Goal of the exercise
Copy out each entry precisely; no image belongs in the result.

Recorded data
==================================================
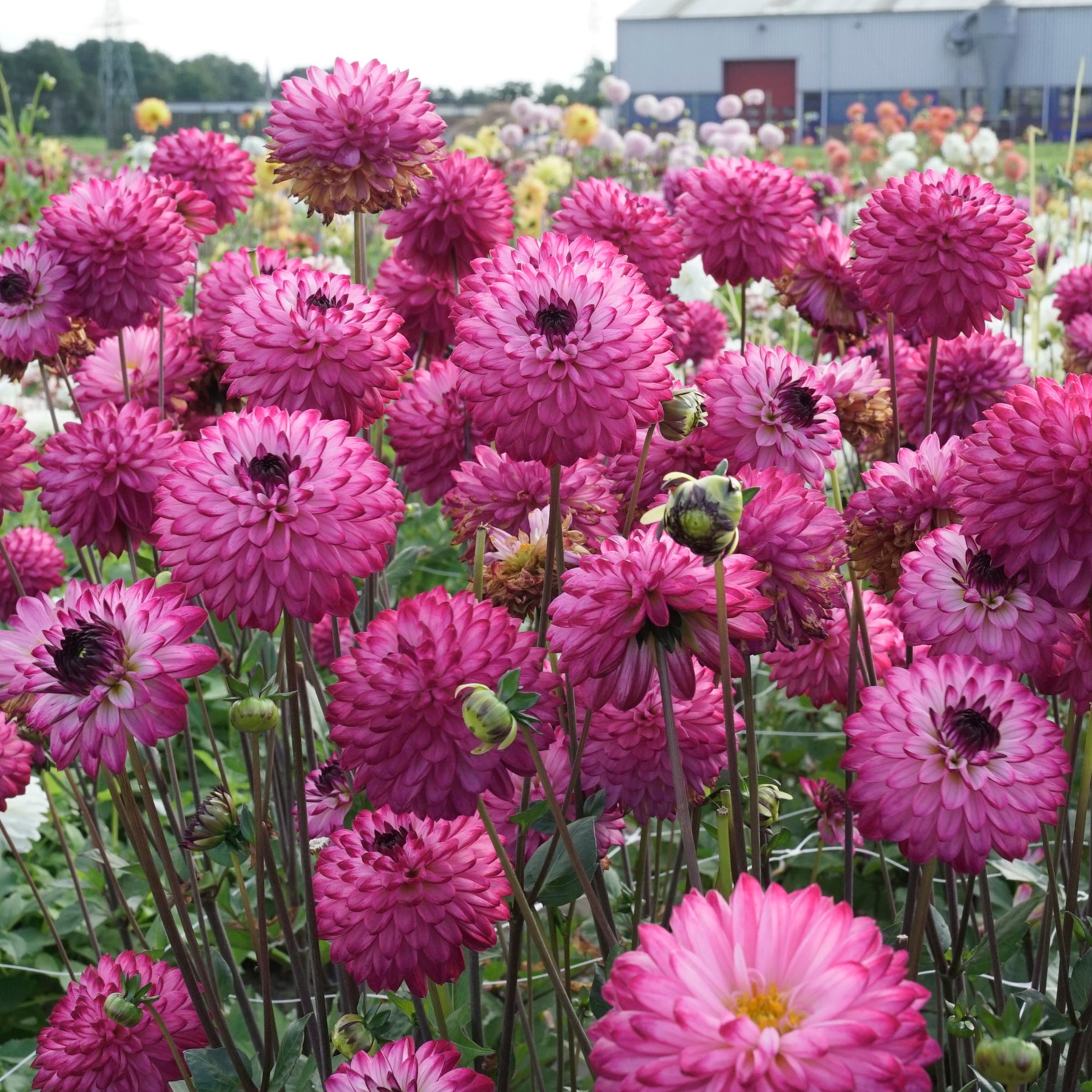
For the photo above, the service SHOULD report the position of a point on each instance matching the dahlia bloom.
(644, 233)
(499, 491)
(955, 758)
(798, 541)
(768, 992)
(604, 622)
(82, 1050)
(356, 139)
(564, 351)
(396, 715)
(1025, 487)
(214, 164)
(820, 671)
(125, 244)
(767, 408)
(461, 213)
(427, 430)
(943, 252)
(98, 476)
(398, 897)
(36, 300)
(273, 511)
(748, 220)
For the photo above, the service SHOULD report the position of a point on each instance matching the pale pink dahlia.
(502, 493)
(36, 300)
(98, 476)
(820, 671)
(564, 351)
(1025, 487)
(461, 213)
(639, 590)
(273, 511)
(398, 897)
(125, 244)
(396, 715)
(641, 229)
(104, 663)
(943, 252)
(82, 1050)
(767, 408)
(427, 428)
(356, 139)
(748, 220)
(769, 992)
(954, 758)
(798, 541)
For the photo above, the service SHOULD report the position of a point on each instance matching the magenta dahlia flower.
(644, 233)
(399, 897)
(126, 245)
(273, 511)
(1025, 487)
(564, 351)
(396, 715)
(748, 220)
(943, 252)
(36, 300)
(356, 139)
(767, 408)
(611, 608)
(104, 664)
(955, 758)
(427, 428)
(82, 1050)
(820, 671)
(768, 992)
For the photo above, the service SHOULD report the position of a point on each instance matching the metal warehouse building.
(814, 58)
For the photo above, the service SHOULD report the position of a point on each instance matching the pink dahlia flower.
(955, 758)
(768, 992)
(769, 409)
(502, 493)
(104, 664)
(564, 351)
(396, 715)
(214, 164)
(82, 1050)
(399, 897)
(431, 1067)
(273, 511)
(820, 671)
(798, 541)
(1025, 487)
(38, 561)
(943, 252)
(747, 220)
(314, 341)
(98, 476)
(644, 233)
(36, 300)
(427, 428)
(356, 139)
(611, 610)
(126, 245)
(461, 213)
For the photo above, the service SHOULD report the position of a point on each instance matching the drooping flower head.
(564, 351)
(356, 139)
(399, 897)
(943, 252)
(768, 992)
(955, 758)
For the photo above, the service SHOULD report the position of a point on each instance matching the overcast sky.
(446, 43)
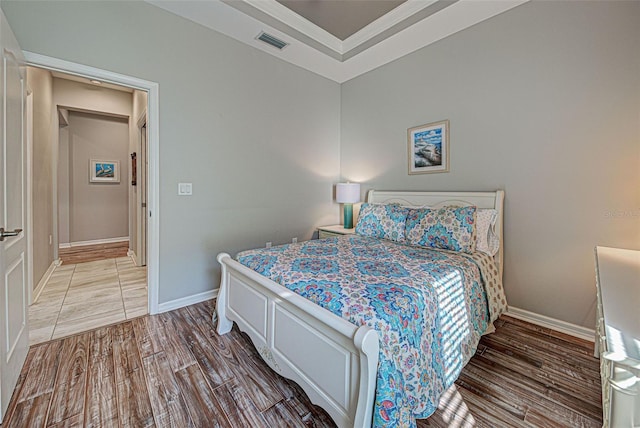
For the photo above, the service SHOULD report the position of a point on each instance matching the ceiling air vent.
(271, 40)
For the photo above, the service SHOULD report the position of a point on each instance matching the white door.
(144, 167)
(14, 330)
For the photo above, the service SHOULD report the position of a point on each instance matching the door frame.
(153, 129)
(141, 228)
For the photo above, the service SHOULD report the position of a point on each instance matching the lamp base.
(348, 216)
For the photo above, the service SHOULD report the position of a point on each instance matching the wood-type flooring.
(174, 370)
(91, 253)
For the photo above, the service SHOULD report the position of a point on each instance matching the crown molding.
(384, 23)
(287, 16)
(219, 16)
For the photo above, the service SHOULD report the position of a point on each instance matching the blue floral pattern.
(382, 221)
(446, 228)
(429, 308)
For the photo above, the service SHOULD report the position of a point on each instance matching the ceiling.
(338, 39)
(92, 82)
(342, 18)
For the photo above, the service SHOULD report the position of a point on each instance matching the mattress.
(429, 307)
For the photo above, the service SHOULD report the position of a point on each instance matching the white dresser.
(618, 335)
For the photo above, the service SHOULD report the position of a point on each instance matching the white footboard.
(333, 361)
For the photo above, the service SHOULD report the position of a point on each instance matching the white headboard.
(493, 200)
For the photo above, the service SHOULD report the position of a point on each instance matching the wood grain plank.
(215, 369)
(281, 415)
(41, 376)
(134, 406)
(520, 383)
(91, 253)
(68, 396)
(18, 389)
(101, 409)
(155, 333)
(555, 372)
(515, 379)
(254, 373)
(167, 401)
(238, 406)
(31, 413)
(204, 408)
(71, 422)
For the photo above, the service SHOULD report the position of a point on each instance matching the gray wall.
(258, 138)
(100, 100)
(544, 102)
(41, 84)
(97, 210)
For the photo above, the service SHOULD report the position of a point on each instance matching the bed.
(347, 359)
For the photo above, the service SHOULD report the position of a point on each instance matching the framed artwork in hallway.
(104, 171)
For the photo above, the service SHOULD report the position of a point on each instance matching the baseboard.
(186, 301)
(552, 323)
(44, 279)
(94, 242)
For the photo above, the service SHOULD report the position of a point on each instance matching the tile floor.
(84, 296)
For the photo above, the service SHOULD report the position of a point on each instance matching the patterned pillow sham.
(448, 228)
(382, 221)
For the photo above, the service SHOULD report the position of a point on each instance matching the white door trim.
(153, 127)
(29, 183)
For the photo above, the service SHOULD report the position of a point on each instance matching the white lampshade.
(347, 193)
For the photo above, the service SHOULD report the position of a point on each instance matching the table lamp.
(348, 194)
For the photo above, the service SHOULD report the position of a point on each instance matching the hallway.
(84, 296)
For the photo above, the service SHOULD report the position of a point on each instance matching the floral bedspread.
==================================================
Completed exercise
For the photo above, the service SHOULD report the position of a point on each instance matching the dahlia bloom.
(644, 233)
(499, 491)
(955, 758)
(798, 541)
(768, 992)
(604, 622)
(82, 1050)
(356, 139)
(564, 351)
(396, 715)
(1025, 487)
(214, 164)
(820, 671)
(125, 244)
(767, 408)
(461, 213)
(427, 430)
(943, 252)
(98, 476)
(398, 897)
(36, 300)
(273, 511)
(748, 220)
For the photo above, the service SHOULD report the position of a point on each instance matching the pale pink dahlia.
(502, 493)
(36, 300)
(98, 476)
(820, 671)
(564, 351)
(1025, 487)
(461, 213)
(639, 590)
(273, 511)
(398, 897)
(125, 244)
(396, 715)
(641, 229)
(104, 663)
(943, 252)
(82, 1050)
(767, 408)
(427, 428)
(356, 139)
(748, 220)
(769, 992)
(954, 758)
(798, 541)
For the photo above, the service SHOULD report the position of a point on each instance matching the magenta dahlia flower.
(644, 233)
(399, 897)
(126, 245)
(273, 511)
(1025, 487)
(564, 351)
(396, 715)
(748, 220)
(943, 252)
(36, 300)
(356, 139)
(767, 408)
(611, 608)
(104, 664)
(955, 758)
(427, 428)
(82, 1050)
(820, 671)
(768, 992)
For the photo above, the service SHOULD report the position of a point on each instance matching the metal warehouse building.
(814, 58)
For the photo above, the service SHOULD report the position of a point on each instance matching the pink dahlia flower.
(955, 758)
(768, 992)
(769, 409)
(502, 493)
(104, 664)
(564, 351)
(396, 715)
(214, 164)
(82, 1050)
(399, 897)
(431, 1067)
(273, 511)
(820, 671)
(798, 541)
(1025, 487)
(38, 561)
(943, 252)
(747, 220)
(314, 341)
(98, 476)
(644, 233)
(36, 300)
(427, 428)
(356, 139)
(611, 610)
(126, 245)
(461, 213)
For the photo above, the service SHOULD report the position of a point on each instance matching the drooping flower head.
(564, 351)
(356, 139)
(399, 897)
(943, 252)
(768, 992)
(955, 758)
For the photo above, the service SHOULD report the position of a point on each instance matching the overcast sky.
(446, 43)
For the photo above, the service SHOULD report the position of a point on each instance matching the ceiling air vent.
(271, 40)
For the photo above, the service SHOULD report the position of a point on each instance matching the white door.
(144, 167)
(14, 330)
For the photo above, the service SHOULD report the position of a point on each instance matching the door frame.
(153, 129)
(141, 228)
For the photo above, the service SHOULD report the position of a point on each instance matching the lamp base.
(348, 216)
For the photo above, the service SHOULD report the position of a point on each instance matching the wood-type flooring.
(174, 370)
(91, 253)
For the photo above, the service SHOULD report the position of a point on each instance matching the crown molding.
(384, 23)
(287, 16)
(219, 16)
For the photo above, the service SHOULD report the position of a point on each instance matching the blue floral pattern.
(382, 221)
(446, 228)
(429, 308)
For the photo above, the service SHOULD report the position of a point on each instance matching the ceiling.
(338, 39)
(92, 82)
(342, 18)
For the photo above, the service SHOULD report the position of a point on each instance matching the mattress.
(429, 307)
For the photo above, the service SHOULD report the position of a point on each instance matching the white dresser.
(618, 335)
For the photo above, the service SHOULD report the position of a point on each instance matching the white footboard.
(333, 361)
For the photo above, the service SHOULD report the position of a point on each instance matching the white headboard.
(493, 200)
For the photo above, the service SHOULD report the position of a point on each instance matching the wood grain plank.
(215, 369)
(281, 415)
(41, 376)
(134, 406)
(520, 383)
(91, 253)
(68, 396)
(18, 389)
(101, 409)
(155, 333)
(555, 372)
(515, 379)
(254, 373)
(167, 401)
(238, 406)
(31, 413)
(204, 408)
(71, 422)
For the photo above, the service SHOULD report the position of a point on each instance matching the gray wall.
(258, 138)
(100, 100)
(544, 102)
(41, 84)
(97, 210)
For the photo above, the service SHOULD report the position of a point on each instance matching the bed.
(347, 359)
For the photo above, the service SHOULD report the position of a point on each instance matching the framed artwork in hallway.
(104, 171)
For the photo above, the service SHOULD report the position of a point on each instance matching the baseboard.
(186, 301)
(552, 323)
(44, 279)
(94, 242)
For the photo above, the service SHOULD report the position of a point on each instance matching the tile floor.
(84, 296)
For the photo above, the service SHOULD report the position of a point on each instance matching the patterned pillow sham.
(448, 228)
(382, 221)
For the photo above, the service SHOULD report the position of a point on each instance matching the white door trim.
(153, 127)
(29, 183)
For the photo above, the service SHOULD report the position of a point on each instance matching the white lampshade.
(347, 193)
For the photo above, the service SHOULD report the position of a point on each instance matching the table lamp.
(348, 194)
For the photo above, the service SHOULD report the position of a point on each instance matching the hallway.
(84, 296)
For the photo above, the service SHOULD report the position of a point on each instance matching the floral bedspread.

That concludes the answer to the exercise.